--- Start of Records ---
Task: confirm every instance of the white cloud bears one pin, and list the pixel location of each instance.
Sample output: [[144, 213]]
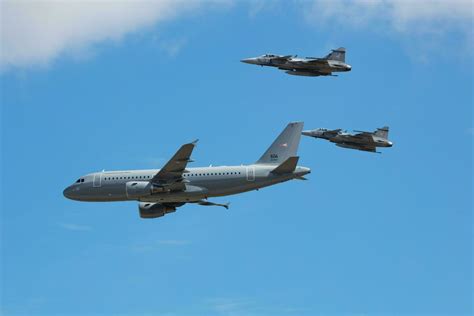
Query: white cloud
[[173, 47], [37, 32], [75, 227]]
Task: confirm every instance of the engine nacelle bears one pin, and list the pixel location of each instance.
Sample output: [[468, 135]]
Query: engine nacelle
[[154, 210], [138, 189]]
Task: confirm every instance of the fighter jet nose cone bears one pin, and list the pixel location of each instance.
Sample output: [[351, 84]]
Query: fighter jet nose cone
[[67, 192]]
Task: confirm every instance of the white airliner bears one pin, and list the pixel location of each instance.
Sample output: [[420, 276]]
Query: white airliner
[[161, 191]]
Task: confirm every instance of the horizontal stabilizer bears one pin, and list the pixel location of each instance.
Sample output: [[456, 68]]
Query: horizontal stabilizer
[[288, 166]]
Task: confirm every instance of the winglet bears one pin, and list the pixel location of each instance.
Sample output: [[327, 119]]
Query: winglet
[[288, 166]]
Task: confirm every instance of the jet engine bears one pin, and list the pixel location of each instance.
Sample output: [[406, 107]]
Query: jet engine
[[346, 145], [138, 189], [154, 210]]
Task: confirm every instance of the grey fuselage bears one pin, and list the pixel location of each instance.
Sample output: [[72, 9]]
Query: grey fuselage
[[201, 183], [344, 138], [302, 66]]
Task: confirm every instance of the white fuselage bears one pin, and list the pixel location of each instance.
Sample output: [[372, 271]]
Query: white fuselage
--- End of Records ---
### Stated exercise
Locate the line that contains "Task: confirm every instance of the engine", then please quote it and every line after it to the end of the entries above, exactly and with nothing else.

### Solution to the problem
Task: confirm every instance of the engine nacelle bears one pin, and list the pixel location of each instance.
Sample output: [[468, 135]]
Query: engine nacelle
[[154, 210], [138, 189]]
Task: confirm every instance of the fighter jet nose cone bears one pin, and list the pixel location of each instance.
Sample output: [[351, 84]]
Query: fighter jet nose cone
[[67, 192]]
Task: confirm every instance of the white airliner bears one pin, and list the pixel location of each instance.
Sample output: [[420, 276]]
Query: white airliner
[[161, 191]]
Task: confirm every instance of the horizontal stabilizer bears one pin, and list the pixel location of each instance.
Sample output: [[456, 68]]
Query: horizontal stabilizer
[[288, 166]]
Task: confirm every instance of the winglet bears one pin, and list the pixel location of each instance.
Sample output: [[327, 119]]
Query: winglet
[[288, 166]]
Task: confirm every instance of the jet engine bears one pin, and list the pixel location of each instance.
Sample output: [[406, 107]]
Query: jet engine
[[346, 145], [138, 189], [154, 210]]
Task: confirm every instance of the grey fuselage bears one pin, and list the pixel location of each instance.
Sample output: [[72, 9]]
Query: grey fuselage
[[201, 183], [344, 138], [302, 66]]
Task: confirm every instance of the white fuselage bears one pin, and list the pixel location of each instance.
Sample output: [[372, 271]]
Query: white fuselage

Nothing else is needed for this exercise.